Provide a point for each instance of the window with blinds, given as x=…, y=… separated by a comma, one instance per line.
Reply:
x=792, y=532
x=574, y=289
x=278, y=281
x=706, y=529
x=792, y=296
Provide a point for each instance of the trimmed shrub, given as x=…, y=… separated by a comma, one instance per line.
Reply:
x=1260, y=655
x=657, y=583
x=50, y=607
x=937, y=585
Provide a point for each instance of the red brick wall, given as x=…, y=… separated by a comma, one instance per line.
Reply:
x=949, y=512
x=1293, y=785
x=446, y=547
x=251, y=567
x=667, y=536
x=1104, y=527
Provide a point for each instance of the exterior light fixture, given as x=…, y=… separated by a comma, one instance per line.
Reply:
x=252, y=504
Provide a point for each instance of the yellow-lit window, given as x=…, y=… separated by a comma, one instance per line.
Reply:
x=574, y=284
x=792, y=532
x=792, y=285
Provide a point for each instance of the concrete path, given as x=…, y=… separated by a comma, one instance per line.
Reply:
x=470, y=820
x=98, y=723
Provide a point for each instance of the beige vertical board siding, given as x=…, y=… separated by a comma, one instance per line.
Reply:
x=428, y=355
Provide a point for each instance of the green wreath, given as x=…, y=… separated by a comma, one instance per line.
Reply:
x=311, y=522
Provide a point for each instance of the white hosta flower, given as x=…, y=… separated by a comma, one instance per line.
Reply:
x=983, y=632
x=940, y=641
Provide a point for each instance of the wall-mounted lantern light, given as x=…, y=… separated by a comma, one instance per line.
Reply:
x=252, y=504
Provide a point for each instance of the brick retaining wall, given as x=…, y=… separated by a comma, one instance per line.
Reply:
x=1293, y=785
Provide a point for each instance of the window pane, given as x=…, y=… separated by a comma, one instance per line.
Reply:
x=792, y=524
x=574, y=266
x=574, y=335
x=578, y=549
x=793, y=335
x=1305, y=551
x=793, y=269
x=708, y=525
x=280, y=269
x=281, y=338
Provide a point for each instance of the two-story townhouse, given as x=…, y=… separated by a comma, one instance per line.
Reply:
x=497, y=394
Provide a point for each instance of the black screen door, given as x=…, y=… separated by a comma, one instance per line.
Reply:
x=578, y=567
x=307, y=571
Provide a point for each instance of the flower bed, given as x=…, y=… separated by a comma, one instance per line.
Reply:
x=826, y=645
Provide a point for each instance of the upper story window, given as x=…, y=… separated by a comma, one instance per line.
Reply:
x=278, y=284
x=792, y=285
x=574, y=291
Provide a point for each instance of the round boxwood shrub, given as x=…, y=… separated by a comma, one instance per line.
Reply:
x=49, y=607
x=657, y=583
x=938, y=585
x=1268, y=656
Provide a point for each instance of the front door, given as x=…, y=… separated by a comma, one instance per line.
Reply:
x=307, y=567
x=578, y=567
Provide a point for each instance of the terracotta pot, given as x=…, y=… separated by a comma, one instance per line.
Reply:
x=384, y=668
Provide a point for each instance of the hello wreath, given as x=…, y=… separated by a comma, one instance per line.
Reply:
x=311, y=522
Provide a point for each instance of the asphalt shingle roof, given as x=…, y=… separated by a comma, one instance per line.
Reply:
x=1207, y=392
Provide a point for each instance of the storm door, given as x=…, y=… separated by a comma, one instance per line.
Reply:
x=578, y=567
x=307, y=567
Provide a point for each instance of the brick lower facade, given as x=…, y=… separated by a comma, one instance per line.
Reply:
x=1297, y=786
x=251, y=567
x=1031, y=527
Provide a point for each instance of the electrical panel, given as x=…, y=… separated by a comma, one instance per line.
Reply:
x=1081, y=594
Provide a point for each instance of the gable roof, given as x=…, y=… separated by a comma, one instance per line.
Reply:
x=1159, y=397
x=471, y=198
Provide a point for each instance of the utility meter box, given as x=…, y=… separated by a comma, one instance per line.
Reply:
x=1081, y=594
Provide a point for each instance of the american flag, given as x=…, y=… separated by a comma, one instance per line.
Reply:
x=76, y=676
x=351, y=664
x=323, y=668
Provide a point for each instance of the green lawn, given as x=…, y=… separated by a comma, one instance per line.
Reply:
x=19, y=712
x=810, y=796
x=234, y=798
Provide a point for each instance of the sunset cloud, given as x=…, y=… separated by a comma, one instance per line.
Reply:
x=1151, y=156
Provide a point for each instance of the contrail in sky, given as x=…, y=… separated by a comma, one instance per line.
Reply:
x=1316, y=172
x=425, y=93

┄┄┄┄┄┄┄┄┄┄

Turn every one of the lines above into a Markdown table with two columns, Row and Line. Number each row and skip any blank lines.

| Row | Line |
|---|---|
| 1 | Provide a point for each instance of the window with blinds, given as x=…, y=… separated by a comma, one instance per line. |
| 2 | Reply: |
| 3 | x=792, y=532 |
| 4 | x=574, y=289 |
| 5 | x=278, y=281 |
| 6 | x=706, y=529 |
| 7 | x=792, y=296 |
| 8 | Provide a point for each instance of the trimmed shrub, given as x=…, y=… separated by a comma, one instance per line. |
| 9 | Reply: |
| 10 | x=1260, y=655 |
| 11 | x=657, y=583 |
| 12 | x=50, y=607 |
| 13 | x=937, y=585 |
| 14 | Provide a point for each instance of the red brick wall, given as x=…, y=… separated by a comma, one instance per line. |
| 15 | Reply: |
| 16 | x=949, y=512 |
| 17 | x=1293, y=785 |
| 18 | x=446, y=547 |
| 19 | x=251, y=567 |
| 20 | x=667, y=536 |
| 21 | x=1104, y=527 |
| 22 | Provide a point for each instance of the exterior light fixture, given as x=…, y=… separated by a comma, one instance per line. |
| 23 | Reply: |
| 24 | x=252, y=504 |
| 25 | Provide a point for each instance of the yellow-lit window, given as x=…, y=… separated by a comma, one instance per line. |
| 26 | Reply: |
| 27 | x=574, y=284 |
| 28 | x=792, y=532 |
| 29 | x=792, y=285 |
| 30 | Provide a point for each instance of the concrete path, given as x=…, y=… separated by a comma, one instance per line. |
| 31 | Reply: |
| 32 | x=470, y=820 |
| 33 | x=98, y=723 |
| 34 | Provide a point for each instance of the beige vertical board siding, given as x=…, y=… separated by a comma, one instance per line. |
| 35 | Reply: |
| 36 | x=428, y=355 |
| 37 | Provide a point for each instance of the green wreath, given as x=…, y=… separated by a comma, one instance per line. |
| 38 | Reply: |
| 39 | x=311, y=522 |
| 40 | Provide a point for each instance of the white hosta flower, given as x=…, y=… separated by a comma, one instance per line. |
| 41 | Reply: |
| 42 | x=983, y=632 |
| 43 | x=940, y=641 |
| 44 | Provide a point for each instance of the wall-mounted lantern light, given as x=…, y=… separated by a comma, one instance per line. |
| 45 | Reply: |
| 46 | x=252, y=504 |
| 47 | Provide a point for each instance of the brick retaining wall, given as x=…, y=… separated by a comma, one instance per line. |
| 48 | Reply: |
| 49 | x=1293, y=785 |
| 50 | Provide a point for each instance of the window pane, given as x=…, y=… separated by a comma, one instance per line. |
| 51 | Reply: |
| 52 | x=792, y=524 |
| 53 | x=574, y=266 |
| 54 | x=574, y=335 |
| 55 | x=578, y=549 |
| 56 | x=793, y=335 |
| 57 | x=1305, y=551 |
| 58 | x=793, y=269 |
| 59 | x=708, y=525 |
| 60 | x=280, y=269 |
| 61 | x=281, y=338 |
| 62 | Provide a point for each instance of the two-story townhouse, given as x=…, y=… separated by a comma, one instance per line. |
| 63 | Reply: |
| 64 | x=497, y=394 |
| 65 | Provide a point for each instance of the black screen door, given as x=…, y=… separated by a comma, one instance per line. |
| 66 | Reply: |
| 67 | x=578, y=567 |
| 68 | x=307, y=571 |
| 69 | Provide a point for each instance of the flower bed, given as x=…, y=… separated by a comma, one instance per line. |
| 70 | Reply: |
| 71 | x=826, y=645 |
| 72 | Provide a point for each instance of the upper story window, given as x=…, y=… separated by a comma, one instance per line. |
| 73 | Reply: |
| 74 | x=278, y=284 |
| 75 | x=792, y=285 |
| 76 | x=574, y=291 |
| 77 | Provide a point for each instance of the round boxwood shrub, given as x=…, y=… separated by a comma, one instance per line. |
| 78 | Reply: |
| 79 | x=49, y=607 |
| 80 | x=657, y=583 |
| 81 | x=938, y=585 |
| 82 | x=1268, y=656 |
| 83 | Provide a point for each instance of the front door, given as x=…, y=… separated by a comma, one instance per line. |
| 84 | Reply: |
| 85 | x=307, y=567 |
| 86 | x=578, y=567 |
| 87 | Provide a point for each instance of the terracotta pot, given as x=…, y=… separated by a comma, one instance per line. |
| 88 | Reply: |
| 89 | x=384, y=668 |
| 90 | Provide a point for each instance of the hello wreath, given as x=…, y=… separated by a comma, one instance per line. |
| 91 | Reply: |
| 92 | x=311, y=522 |
| 93 | Provide a point for each instance of the asphalt shingle roof, given as x=…, y=… separated by a comma, one instance per line. |
| 94 | Reply: |
| 95 | x=1207, y=392 |
| 96 | Provide a point for each instance of the storm door, given as x=…, y=… separated by a comma, one instance per line. |
| 97 | Reply: |
| 98 | x=578, y=567 |
| 99 | x=307, y=567 |
| 100 | Provide a point for each instance of the brick lower facade, given as x=…, y=… separated by a comma, one instance per line. |
| 101 | Reply: |
| 102 | x=1297, y=786 |
| 103 | x=251, y=567 |
| 104 | x=1031, y=527 |
| 105 | Provide a point for each instance of the electrical panel, given as x=…, y=… separated by a comma, one instance per line. |
| 106 | Reply: |
| 107 | x=1081, y=594 |
| 108 | Provide a point for each instance of the gable roof, given as x=…, y=… separated by a comma, one instance per line. |
| 109 | Reply: |
| 110 | x=1159, y=397 |
| 111 | x=471, y=198 |
| 112 | Provide a point for each instance of the utility meter box, given as x=…, y=… separated by a comma, one instance per line. |
| 113 | Reply: |
| 114 | x=1081, y=594 |
| 115 | Provide a point for each instance of the american flag, given as x=…, y=… separated by a comma, one instance per line. |
| 116 | Reply: |
| 117 | x=76, y=676 |
| 118 | x=351, y=664 |
| 119 | x=323, y=668 |
| 120 | Provide a point for each instance of the green lawn, given as x=…, y=… separated by a comma, one instance per line. |
| 121 | Reply: |
| 122 | x=19, y=712 |
| 123 | x=810, y=796 |
| 124 | x=234, y=798 |
| 125 | Provide a point for each instance of the sunset cloud, given as x=…, y=… separated by a comma, one instance per line. |
| 126 | Reply: |
| 127 | x=1151, y=156 |
| 128 | Provide a point for each instance of the contrail in sky, given as x=…, y=… separated by a comma, one instance per line. |
| 129 | Reply: |
| 130 | x=1316, y=172 |
| 131 | x=425, y=93 |